* **Your objective**: Rescale everything from the line containing "Could you point out where the wooden edge" down to the line containing "0,210 -> 68,218", both included, and write those lines again with the request lines unchanged. Multiply each bounding-box coordinate in the answers by 1.05 and round it to a whole number, with halves rounded up.

---- Extracted data

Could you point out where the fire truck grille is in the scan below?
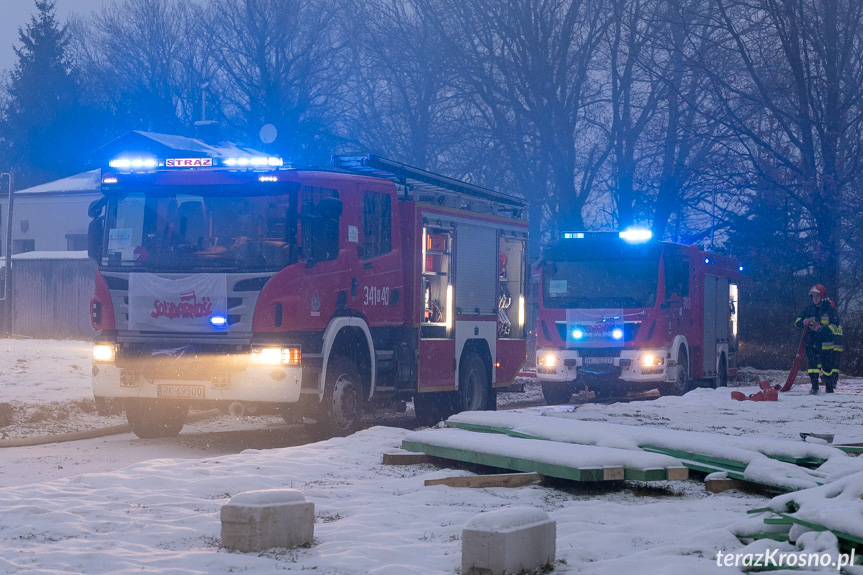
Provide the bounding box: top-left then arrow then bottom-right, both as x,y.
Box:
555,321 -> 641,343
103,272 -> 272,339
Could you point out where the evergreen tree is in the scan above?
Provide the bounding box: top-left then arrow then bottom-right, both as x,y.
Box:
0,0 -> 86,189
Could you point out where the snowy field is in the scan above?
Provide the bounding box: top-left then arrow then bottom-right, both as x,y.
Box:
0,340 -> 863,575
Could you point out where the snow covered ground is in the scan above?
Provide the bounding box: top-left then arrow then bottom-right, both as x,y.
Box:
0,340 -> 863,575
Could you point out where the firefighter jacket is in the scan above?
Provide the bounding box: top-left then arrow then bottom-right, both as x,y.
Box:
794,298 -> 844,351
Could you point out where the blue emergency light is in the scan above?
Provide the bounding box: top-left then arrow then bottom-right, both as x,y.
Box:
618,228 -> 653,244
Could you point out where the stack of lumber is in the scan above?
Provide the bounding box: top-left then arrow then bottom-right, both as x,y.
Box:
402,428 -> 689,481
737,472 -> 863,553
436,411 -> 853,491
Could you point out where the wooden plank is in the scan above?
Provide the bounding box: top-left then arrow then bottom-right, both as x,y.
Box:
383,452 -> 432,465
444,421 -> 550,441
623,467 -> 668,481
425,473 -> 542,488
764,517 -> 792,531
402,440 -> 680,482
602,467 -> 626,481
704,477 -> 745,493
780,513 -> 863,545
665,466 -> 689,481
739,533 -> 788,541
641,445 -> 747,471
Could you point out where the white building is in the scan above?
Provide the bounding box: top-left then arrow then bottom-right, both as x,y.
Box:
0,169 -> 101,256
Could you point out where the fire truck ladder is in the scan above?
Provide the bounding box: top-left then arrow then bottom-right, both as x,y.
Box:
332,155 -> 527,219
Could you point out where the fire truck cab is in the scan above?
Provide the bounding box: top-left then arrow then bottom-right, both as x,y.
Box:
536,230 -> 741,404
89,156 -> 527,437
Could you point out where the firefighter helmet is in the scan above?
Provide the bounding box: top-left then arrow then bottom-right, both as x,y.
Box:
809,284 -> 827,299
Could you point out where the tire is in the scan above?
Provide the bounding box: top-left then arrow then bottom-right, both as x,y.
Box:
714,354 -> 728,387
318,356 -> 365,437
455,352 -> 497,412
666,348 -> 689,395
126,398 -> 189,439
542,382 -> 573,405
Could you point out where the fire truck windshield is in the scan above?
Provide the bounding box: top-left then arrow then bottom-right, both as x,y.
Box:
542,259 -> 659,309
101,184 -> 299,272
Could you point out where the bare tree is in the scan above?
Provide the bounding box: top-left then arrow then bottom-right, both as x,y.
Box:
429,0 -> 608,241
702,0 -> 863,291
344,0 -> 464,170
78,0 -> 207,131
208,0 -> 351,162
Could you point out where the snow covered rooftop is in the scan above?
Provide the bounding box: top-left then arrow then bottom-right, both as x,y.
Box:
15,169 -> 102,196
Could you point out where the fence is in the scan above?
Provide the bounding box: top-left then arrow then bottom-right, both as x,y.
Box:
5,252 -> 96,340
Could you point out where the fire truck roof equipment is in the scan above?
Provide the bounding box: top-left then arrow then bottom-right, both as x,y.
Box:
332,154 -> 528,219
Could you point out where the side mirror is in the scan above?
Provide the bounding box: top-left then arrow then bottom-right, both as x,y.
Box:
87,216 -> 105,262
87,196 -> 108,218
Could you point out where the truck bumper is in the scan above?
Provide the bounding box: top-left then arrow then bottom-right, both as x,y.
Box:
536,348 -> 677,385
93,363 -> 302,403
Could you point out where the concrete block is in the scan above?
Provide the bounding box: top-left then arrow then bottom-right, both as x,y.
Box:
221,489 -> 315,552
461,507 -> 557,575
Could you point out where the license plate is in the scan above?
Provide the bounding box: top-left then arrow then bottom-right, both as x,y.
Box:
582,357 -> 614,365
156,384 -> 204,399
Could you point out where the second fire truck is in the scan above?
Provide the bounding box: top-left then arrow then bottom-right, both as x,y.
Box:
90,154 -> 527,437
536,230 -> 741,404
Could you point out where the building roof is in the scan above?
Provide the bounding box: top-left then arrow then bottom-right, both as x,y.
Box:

--------
---- Extracted data

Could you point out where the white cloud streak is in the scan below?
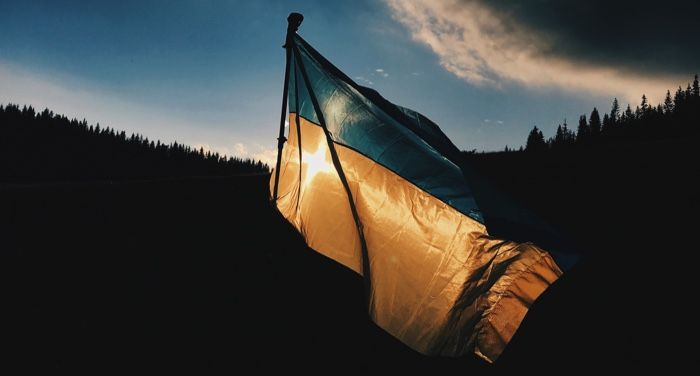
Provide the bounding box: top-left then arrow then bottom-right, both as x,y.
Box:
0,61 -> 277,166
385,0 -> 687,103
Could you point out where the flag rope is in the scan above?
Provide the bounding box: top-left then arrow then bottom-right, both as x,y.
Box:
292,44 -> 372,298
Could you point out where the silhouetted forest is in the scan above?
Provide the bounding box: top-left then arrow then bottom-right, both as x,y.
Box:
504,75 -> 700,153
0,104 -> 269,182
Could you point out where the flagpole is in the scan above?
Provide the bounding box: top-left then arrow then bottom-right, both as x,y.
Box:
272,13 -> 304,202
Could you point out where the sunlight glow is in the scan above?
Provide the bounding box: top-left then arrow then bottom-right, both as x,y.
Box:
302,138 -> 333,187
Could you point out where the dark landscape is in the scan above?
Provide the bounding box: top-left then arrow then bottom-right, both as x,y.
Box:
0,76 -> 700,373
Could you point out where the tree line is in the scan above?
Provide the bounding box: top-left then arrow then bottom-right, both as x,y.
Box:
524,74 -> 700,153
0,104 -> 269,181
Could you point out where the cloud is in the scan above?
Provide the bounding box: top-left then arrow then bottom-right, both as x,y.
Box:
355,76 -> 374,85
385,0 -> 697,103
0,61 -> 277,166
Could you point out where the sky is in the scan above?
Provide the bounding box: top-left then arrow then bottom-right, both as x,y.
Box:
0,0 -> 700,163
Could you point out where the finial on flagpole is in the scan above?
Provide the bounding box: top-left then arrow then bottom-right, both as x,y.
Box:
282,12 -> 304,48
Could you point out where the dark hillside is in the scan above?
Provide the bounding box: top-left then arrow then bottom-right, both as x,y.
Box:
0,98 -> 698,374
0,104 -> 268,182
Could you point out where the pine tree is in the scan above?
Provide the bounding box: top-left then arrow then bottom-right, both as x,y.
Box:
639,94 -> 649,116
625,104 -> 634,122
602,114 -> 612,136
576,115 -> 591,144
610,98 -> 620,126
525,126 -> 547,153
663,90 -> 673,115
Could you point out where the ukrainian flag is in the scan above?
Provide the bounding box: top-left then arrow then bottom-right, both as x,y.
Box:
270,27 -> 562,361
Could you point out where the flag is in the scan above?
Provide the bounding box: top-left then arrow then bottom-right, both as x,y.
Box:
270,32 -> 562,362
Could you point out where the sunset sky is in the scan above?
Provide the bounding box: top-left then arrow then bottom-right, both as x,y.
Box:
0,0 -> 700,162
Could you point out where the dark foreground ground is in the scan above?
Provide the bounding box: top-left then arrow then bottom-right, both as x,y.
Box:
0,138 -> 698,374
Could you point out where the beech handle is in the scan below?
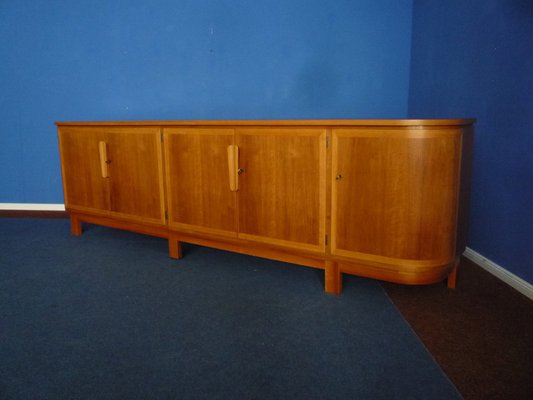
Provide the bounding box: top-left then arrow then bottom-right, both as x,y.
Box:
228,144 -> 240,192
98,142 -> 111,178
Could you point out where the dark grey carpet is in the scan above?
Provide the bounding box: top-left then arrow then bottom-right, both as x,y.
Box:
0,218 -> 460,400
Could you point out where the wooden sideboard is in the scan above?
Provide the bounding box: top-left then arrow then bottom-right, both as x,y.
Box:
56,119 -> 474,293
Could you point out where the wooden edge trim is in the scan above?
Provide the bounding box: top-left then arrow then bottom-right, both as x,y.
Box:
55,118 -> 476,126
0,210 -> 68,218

--------

* **The completed task**:
Could you point out where the wooden edge trim is in the scan above?
Provide the bounding box: top-left then arrow then bottom-right, both as x,y.
Box:
58,124 -> 500,132
0,221 -> 71,229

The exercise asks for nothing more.